• _What is being asked_
The answer should be every line below, retyped exactly.

[[ Source material, beginning ]]

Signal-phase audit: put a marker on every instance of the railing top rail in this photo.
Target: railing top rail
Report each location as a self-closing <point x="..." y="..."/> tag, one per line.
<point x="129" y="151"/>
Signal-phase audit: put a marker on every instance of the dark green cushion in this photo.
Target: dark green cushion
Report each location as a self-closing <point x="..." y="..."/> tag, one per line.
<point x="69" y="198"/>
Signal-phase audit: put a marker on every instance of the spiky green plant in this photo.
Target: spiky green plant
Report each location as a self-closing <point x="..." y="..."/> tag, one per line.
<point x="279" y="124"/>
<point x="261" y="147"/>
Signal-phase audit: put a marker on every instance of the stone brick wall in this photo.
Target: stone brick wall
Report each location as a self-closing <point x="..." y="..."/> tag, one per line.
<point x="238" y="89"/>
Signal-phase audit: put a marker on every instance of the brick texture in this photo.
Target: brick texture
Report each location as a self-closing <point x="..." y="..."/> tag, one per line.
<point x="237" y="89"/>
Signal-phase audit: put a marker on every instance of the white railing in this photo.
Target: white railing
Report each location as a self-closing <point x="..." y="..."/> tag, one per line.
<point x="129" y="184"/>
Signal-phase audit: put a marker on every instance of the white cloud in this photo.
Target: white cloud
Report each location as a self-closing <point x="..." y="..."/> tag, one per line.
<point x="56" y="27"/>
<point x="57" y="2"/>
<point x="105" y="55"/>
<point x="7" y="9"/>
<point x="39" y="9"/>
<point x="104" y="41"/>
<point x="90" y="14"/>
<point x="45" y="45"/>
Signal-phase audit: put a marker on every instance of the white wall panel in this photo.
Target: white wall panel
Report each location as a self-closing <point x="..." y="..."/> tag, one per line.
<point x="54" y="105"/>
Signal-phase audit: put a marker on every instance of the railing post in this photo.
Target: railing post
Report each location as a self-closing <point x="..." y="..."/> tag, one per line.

[[ Source material, end ]]

• _Task result_
Signal-phase audit: put a marker on every instance of the railing top rail in this photo.
Target: railing top rail
Report each location as a self-closing <point x="..." y="..."/> tag, one per line.
<point x="129" y="151"/>
Signal-phase audit: put a marker on every instance of the dark green cushion in this photo.
Target: dark green cushion
Report each location as a self-closing <point x="..." y="..."/> tag, one per line.
<point x="69" y="198"/>
Signal-phase audit: put a marker on every instance of the spiky green plant in this photo.
Target: spiky green plant
Report each location as a self-closing <point x="..." y="..."/> tag, one per line.
<point x="279" y="124"/>
<point x="261" y="147"/>
Signal-phase audit: put a marker on every instance of the stone brick wall in this photo.
Target: stone brick wall
Report each location as a self-closing <point x="..." y="..."/> tag, one per line.
<point x="238" y="89"/>
Signal-phase audit: put a marker on every instance of the brick texture in this photo.
Target: brick texture
Report each location as a self-closing <point x="..." y="..."/> tag, one per line.
<point x="237" y="89"/>
Signal-phase audit: put a marker on every instance of the white railing in this photo.
Target: white railing
Report each location as a self-closing <point x="..." y="..."/> tag, one per line.
<point x="129" y="184"/>
Signal-phase audit: put a marker on every instance of the white cloud in this photo.
Target: white cloud
Report each location as a self-closing <point x="..." y="..."/> tag, one per line.
<point x="56" y="27"/>
<point x="57" y="2"/>
<point x="105" y="55"/>
<point x="7" y="9"/>
<point x="39" y="9"/>
<point x="104" y="41"/>
<point x="90" y="14"/>
<point x="45" y="45"/>
Signal-phase audit: put a marker on every instance of the white wall panel in this photo.
Target: white wall panel
Report each location as a self-closing <point x="..." y="..."/> tag, one per line.
<point x="54" y="105"/>
Signal-phase audit: put a marker on every instance of the railing post in this photo.
Target: railing post
Report each location as a self-closing <point x="..." y="..."/> tag, one per line.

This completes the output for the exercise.